**Activity:** Please print the whole passage below on Finch's work with LGBT film festivals, word for word.

**Source passage:**
Finch brought his mainstream festival skills to bear upon niche festivals. He arranged pre-festival press conferences and successfully exhorted mainstream media sources to take the events seriously. He also understood what journalists needed and was happy to provide insightful, witty comments for publication.

Working extensively with LGBT filmmakers and distributors worldwide, Finch was particularly drawn to San Francisco. He moved there initially to launch and manage Frameline Distribution and then was hired in 1991 as Exhibitions and Festival Director for Frameline, running the San Francisco International Lesbian and Gay Film Festival from 1992 to 1994 with festival co-director Jenni Olson. He continued to write about film for a mainstream and LGBT publications including the Bay Area Reporter. With his extensive contacts and honed promotional skills he was able to effect huge increases to the number of films screened by the Festival and broaden the range of places that showed the subsequent touring programme each year. In the years of Finch's direction, festival attendances almost quadrupled to 55,000. The extended reach made the event a key international showcase for LGBT filmmakers and producers.

Recognising the difficulties in bringing LGBT films to market, Finch worked to develop the first market for distributors, sales agents, and independent LBGT film producers — however those plans were disrupted by his death. The growth of the festival under his leadership demanded an organizational step change but this increased expenses out of proportion with revenue: the festival and Frameline were soon in financial difficulties. Tess Martin was brought in as executive director in October 1994 and promptly reduced the payroll and the size of the forthcoming festival. Finch had found the financial strictures in the face of continuing growth both frustrating and depressing. This external confirmation of his concerns exacerbated his mood.

**Extracted data:**
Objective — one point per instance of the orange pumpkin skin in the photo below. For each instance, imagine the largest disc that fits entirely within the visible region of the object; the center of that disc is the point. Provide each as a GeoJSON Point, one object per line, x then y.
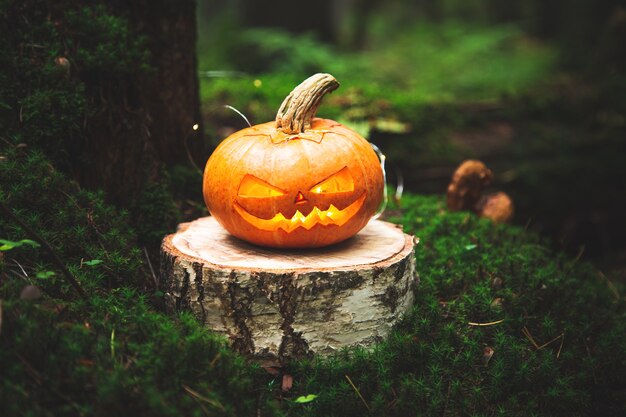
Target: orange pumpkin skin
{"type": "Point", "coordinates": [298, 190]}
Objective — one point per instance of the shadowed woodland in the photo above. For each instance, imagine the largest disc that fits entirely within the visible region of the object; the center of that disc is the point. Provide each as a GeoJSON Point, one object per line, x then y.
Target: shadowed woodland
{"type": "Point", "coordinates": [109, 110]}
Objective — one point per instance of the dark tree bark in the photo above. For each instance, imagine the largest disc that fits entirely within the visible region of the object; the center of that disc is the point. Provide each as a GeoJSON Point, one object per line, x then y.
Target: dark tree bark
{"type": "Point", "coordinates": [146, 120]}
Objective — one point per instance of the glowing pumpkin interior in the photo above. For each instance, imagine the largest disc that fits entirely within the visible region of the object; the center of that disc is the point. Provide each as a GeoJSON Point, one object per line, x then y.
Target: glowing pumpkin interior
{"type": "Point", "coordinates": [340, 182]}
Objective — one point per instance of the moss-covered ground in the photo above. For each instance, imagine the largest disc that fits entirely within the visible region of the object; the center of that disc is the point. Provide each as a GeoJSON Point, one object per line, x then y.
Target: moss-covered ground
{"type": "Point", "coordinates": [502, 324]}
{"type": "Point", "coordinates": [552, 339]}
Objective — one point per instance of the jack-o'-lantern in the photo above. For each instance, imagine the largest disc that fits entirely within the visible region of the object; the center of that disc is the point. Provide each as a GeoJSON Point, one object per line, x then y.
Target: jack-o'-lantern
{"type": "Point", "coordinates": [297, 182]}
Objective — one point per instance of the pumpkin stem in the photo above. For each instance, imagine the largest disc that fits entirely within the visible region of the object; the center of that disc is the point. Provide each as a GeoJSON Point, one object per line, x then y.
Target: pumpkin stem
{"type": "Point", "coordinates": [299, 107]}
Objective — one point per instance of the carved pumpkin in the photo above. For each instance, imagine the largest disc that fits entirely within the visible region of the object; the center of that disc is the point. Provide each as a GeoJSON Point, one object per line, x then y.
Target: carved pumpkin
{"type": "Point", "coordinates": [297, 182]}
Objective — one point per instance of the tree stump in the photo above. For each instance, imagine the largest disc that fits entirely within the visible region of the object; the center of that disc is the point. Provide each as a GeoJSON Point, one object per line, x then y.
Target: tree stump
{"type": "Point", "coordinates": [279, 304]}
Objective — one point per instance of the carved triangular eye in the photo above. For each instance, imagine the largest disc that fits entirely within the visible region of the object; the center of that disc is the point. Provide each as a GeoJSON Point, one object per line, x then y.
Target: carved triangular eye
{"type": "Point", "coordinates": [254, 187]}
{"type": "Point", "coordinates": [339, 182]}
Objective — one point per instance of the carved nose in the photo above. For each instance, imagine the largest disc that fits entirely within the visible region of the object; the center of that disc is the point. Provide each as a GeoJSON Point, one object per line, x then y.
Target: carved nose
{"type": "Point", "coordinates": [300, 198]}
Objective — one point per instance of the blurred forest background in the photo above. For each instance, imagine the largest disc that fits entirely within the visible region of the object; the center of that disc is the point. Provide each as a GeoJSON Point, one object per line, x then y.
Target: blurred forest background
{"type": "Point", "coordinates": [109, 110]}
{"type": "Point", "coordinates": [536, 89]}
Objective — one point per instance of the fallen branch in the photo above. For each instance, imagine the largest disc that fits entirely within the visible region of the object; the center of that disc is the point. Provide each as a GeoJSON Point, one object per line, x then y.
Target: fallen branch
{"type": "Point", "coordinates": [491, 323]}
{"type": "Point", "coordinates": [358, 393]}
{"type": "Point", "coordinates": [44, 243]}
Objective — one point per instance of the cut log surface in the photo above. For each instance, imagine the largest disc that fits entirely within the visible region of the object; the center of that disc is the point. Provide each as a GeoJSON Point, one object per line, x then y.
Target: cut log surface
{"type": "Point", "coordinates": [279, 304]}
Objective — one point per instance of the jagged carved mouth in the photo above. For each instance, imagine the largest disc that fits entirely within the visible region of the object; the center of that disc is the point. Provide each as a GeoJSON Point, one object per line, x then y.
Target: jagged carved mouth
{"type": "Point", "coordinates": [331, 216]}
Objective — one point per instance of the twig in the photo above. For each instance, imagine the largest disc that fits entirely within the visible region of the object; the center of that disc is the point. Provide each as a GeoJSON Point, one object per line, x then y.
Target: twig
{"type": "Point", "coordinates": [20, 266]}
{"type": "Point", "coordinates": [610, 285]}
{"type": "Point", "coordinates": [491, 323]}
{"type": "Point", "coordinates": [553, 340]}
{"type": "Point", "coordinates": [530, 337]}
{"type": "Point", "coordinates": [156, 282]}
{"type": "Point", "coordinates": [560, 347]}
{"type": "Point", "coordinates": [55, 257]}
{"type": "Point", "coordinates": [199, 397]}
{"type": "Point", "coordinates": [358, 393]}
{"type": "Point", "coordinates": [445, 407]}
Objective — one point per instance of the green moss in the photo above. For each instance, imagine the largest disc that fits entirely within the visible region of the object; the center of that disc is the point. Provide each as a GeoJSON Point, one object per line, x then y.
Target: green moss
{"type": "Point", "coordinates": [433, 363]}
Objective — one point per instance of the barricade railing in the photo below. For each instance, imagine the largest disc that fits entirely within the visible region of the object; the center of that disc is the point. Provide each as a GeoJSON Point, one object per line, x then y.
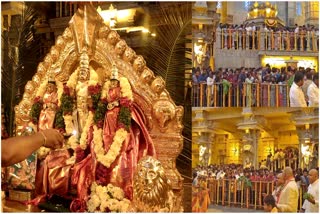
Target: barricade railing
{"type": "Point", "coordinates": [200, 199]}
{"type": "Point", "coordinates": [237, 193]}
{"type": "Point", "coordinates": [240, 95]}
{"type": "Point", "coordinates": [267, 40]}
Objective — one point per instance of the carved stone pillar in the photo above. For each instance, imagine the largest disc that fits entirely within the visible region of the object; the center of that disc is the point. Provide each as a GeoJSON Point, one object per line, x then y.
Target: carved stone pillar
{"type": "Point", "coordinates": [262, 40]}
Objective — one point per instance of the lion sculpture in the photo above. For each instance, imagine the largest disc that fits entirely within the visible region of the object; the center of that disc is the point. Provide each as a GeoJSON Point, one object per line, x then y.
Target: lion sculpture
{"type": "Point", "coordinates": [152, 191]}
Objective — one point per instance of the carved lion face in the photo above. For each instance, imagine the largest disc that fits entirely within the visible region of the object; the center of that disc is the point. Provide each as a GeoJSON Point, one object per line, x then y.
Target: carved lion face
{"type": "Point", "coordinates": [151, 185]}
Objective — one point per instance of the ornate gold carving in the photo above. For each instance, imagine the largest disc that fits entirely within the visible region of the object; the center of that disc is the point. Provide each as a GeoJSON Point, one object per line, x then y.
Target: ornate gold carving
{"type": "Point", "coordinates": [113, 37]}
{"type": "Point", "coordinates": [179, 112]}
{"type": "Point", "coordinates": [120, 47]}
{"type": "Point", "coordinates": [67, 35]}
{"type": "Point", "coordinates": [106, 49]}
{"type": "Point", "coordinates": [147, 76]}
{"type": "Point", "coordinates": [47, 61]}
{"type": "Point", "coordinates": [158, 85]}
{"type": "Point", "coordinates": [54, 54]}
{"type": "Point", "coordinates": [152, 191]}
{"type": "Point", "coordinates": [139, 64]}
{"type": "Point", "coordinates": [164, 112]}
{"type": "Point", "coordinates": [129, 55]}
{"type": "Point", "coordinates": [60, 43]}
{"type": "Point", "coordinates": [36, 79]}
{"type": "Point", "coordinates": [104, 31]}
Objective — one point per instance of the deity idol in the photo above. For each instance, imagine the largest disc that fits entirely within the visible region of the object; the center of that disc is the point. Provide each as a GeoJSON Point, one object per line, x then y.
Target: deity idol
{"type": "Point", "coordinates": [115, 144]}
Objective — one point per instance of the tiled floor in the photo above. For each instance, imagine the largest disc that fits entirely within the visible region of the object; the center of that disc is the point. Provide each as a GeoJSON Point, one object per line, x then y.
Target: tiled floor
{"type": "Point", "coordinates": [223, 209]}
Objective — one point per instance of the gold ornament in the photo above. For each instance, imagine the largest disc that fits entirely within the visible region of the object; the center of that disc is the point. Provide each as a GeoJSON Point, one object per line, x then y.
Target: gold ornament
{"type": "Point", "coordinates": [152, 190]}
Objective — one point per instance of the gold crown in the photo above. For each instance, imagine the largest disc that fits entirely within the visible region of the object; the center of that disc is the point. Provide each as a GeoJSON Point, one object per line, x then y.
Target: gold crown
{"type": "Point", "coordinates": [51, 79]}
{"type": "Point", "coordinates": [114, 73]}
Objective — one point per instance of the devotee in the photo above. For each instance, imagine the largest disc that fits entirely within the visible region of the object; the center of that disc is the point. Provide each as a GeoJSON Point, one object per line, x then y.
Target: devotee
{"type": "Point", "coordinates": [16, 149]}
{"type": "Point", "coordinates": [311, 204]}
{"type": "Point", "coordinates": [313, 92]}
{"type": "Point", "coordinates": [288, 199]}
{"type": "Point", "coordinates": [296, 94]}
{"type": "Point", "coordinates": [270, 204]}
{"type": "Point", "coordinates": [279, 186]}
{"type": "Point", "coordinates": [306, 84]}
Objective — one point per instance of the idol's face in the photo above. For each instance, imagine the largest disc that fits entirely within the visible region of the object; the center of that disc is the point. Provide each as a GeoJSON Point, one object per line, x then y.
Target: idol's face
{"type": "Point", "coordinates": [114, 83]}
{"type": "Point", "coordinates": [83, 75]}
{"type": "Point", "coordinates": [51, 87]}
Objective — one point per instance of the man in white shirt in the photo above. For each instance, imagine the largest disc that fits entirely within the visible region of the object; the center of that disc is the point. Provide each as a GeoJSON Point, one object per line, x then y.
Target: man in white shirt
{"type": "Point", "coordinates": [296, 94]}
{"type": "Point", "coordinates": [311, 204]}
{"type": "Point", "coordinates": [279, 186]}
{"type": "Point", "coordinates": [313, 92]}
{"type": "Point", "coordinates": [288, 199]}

--

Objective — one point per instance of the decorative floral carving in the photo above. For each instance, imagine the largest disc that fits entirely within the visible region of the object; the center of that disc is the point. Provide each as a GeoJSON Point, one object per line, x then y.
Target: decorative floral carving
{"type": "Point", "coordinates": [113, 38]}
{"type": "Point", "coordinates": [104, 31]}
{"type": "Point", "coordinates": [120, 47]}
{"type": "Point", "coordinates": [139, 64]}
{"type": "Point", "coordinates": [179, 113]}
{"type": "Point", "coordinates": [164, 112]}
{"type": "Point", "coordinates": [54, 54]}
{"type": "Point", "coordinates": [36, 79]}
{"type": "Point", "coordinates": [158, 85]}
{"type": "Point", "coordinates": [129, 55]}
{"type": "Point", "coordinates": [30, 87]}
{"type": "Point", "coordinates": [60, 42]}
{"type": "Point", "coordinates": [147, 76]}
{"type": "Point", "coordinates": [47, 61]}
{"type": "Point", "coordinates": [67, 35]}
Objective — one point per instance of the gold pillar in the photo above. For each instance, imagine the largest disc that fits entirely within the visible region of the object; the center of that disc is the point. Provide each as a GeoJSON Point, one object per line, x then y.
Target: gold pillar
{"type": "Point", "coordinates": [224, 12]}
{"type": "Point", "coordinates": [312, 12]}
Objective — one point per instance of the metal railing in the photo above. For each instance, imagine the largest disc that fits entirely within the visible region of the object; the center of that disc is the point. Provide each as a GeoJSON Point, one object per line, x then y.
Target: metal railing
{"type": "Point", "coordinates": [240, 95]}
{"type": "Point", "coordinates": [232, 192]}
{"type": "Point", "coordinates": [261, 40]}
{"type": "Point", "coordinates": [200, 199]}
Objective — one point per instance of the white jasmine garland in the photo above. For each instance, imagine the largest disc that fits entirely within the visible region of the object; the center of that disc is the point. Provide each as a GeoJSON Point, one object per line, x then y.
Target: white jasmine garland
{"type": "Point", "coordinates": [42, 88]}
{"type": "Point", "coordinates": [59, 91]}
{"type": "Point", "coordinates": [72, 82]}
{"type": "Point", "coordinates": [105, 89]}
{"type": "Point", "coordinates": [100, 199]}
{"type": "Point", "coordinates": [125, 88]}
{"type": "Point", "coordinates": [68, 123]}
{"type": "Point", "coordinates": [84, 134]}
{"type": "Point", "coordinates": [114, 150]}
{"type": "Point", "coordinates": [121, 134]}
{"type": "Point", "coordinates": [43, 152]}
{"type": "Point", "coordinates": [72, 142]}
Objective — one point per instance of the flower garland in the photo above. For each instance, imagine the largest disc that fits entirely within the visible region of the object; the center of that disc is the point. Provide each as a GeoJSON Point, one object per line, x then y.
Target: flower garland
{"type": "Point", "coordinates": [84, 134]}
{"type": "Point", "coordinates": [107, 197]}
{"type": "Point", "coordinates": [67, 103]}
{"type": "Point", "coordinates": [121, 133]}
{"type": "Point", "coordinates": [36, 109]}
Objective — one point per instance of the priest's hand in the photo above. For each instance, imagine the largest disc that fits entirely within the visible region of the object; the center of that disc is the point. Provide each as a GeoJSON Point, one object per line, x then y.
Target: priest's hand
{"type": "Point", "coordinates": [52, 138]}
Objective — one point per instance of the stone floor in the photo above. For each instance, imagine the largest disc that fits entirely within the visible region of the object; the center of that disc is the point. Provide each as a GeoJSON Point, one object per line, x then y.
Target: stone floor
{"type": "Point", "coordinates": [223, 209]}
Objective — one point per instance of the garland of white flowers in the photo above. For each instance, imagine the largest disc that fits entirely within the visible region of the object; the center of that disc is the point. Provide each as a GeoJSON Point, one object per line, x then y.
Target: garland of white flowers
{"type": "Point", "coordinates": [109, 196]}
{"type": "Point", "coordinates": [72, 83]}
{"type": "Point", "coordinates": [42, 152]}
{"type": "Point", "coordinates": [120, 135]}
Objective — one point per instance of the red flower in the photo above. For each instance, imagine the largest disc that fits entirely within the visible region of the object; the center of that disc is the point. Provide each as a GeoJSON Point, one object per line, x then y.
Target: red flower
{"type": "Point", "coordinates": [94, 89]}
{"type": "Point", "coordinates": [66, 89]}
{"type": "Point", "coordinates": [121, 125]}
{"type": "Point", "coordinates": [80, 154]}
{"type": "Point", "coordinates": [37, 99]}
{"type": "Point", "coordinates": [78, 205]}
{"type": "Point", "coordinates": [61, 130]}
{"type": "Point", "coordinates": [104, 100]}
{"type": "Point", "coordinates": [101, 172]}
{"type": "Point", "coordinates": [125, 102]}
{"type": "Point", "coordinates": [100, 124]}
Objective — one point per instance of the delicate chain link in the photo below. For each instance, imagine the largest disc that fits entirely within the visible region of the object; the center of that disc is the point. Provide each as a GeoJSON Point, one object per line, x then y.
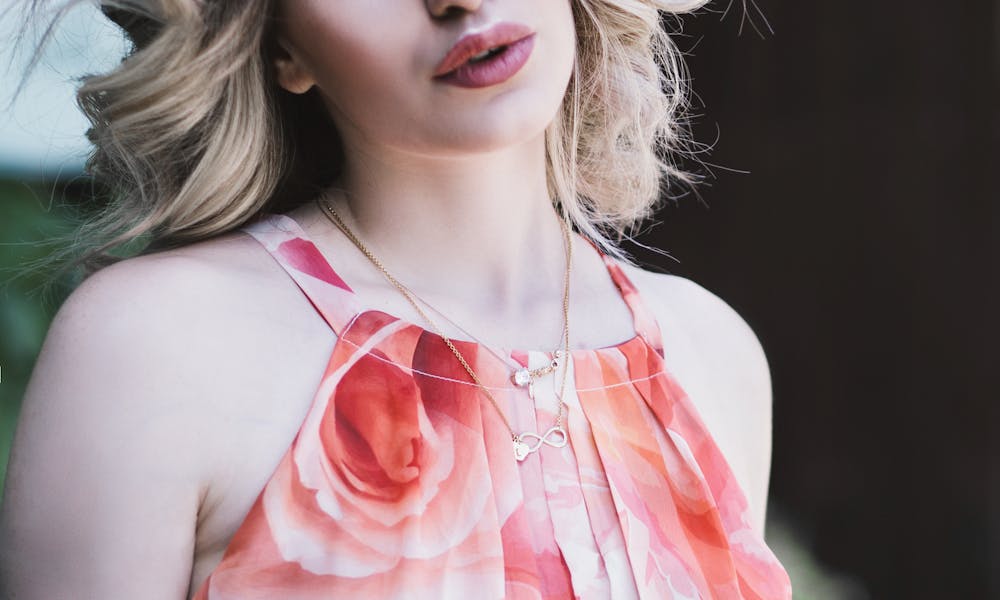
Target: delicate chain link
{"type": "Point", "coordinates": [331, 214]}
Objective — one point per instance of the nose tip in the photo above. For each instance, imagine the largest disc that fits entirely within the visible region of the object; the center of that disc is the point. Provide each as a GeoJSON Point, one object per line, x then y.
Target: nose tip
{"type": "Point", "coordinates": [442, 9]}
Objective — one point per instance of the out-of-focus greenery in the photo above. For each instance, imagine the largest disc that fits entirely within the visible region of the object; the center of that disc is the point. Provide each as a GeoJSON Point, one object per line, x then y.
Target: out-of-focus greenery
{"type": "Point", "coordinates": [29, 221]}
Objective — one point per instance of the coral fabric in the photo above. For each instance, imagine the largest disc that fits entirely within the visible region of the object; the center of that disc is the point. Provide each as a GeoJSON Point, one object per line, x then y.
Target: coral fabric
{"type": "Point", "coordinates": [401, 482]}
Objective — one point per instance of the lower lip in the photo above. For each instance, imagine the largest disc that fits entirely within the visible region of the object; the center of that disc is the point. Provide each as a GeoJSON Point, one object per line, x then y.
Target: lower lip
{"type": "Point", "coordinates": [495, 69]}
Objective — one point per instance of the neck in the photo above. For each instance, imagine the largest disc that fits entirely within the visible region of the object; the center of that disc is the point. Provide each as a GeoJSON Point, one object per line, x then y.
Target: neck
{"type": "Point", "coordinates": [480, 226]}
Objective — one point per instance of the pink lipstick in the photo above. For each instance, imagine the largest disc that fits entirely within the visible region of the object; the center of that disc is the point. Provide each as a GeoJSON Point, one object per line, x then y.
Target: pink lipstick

--

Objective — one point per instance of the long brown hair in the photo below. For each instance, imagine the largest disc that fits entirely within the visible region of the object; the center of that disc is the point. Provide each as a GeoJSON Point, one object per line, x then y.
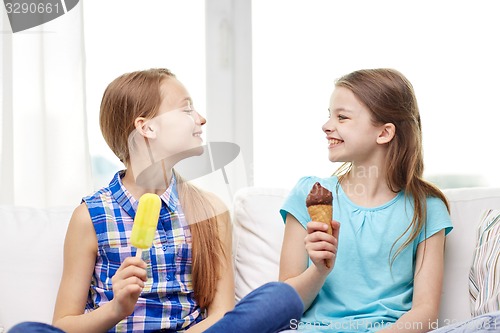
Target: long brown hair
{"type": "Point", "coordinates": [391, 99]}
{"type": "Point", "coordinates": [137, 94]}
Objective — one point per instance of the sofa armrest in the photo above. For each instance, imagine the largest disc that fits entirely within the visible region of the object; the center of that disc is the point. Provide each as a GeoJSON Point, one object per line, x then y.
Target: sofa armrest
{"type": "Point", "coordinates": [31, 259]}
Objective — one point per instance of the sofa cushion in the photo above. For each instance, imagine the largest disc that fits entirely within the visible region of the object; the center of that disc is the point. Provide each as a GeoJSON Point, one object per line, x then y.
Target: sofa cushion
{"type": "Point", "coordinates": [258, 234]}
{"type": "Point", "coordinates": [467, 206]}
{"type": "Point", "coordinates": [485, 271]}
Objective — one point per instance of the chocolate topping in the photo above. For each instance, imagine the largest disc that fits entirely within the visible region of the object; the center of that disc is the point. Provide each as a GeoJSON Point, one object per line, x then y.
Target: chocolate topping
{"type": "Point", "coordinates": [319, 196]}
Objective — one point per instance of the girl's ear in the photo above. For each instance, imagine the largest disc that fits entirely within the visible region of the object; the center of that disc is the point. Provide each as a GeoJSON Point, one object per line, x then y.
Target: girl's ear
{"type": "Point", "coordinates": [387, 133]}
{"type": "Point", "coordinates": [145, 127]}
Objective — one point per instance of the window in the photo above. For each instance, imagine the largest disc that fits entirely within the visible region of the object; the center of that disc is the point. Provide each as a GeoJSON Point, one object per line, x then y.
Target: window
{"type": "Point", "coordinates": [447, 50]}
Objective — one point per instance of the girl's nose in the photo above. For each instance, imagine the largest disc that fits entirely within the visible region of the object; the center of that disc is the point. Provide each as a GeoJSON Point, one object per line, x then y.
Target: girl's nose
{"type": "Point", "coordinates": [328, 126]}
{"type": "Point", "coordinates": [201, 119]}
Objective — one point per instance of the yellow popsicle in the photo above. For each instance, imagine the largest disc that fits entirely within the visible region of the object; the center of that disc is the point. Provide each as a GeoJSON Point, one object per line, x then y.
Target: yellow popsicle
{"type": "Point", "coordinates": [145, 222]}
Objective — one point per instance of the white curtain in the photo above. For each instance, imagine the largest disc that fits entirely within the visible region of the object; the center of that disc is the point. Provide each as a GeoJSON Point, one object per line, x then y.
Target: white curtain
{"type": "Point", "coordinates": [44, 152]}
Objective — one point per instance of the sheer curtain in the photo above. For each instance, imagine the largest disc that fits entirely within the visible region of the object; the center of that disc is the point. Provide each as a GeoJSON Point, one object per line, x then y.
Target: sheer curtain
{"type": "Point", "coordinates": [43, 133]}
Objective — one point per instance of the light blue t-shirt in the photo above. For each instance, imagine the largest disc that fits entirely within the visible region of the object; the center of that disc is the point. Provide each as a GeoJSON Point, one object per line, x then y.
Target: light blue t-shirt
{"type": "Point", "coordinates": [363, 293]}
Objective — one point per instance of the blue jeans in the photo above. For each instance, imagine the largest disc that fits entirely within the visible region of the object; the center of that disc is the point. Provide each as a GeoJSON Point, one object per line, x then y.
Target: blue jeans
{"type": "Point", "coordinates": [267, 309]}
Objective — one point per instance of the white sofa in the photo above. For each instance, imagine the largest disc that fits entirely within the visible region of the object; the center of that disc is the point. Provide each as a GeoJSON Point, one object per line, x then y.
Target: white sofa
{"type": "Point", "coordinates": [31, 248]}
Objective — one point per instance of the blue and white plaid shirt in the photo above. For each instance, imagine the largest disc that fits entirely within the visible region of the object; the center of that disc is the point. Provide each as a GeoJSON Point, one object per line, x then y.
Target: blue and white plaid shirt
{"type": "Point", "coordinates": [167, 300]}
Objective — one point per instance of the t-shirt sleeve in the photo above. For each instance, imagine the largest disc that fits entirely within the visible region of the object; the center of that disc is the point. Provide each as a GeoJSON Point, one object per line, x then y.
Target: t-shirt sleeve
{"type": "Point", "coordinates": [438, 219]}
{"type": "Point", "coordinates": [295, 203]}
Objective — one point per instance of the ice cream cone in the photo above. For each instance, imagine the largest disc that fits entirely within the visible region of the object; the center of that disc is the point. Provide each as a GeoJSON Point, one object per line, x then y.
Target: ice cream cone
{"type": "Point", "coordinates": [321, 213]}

**Task result:**
Finch brought his mainstream festival skills to bear upon niche festivals. He arranged pre-festival press conferences and successfully exhorted mainstream media sources to take the events seriously. He also understood what journalists needed and was happy to provide insightful, witty comments for publication.

Working extensively with LGBT filmmakers and distributors worldwide, Finch was particularly drawn to San Francisco. He moved there initially to launch and manage Frameline Distribution and then was hired in 1991 as Exhibitions and Festival Director for Frameline, running the San Francisco International Lesbian and Gay Film Festival from 1992 to 1994 with festival co-director Jenni Olson. He continued to write about film for a mainstream and LGBT publications including the Bay Area Reporter. With his extensive contacts and honed promotional skills he was able to effect huge increases to the number of films screened by the Festival and broaden the range of places that showed the subsequent touring programme each year. In the years of Finch's direction, festival attendances almost quadrupled to 55,000. The extended reach made the event a key international showcase for LGBT filmmakers and producers.

Recognising the difficulties in bringing LGBT films to market, Finch worked to develop the first market for distributors, sales agents, and independent LBGT film producers — however those plans were disrupted by his death. The growth of the festival under his leadership demanded an organizational step change but this increased expenses out of proportion with revenue: the festival and Frameline were soon in financial difficulties. Tess Martin was brought in as executive director in October 1994 and promptly reduced the payroll and the size of the forthcoming festival. Finch had found the financial strictures in the face of continuing growth both frustrating and depressing. This external confirmation of his concerns exacerbated his mood.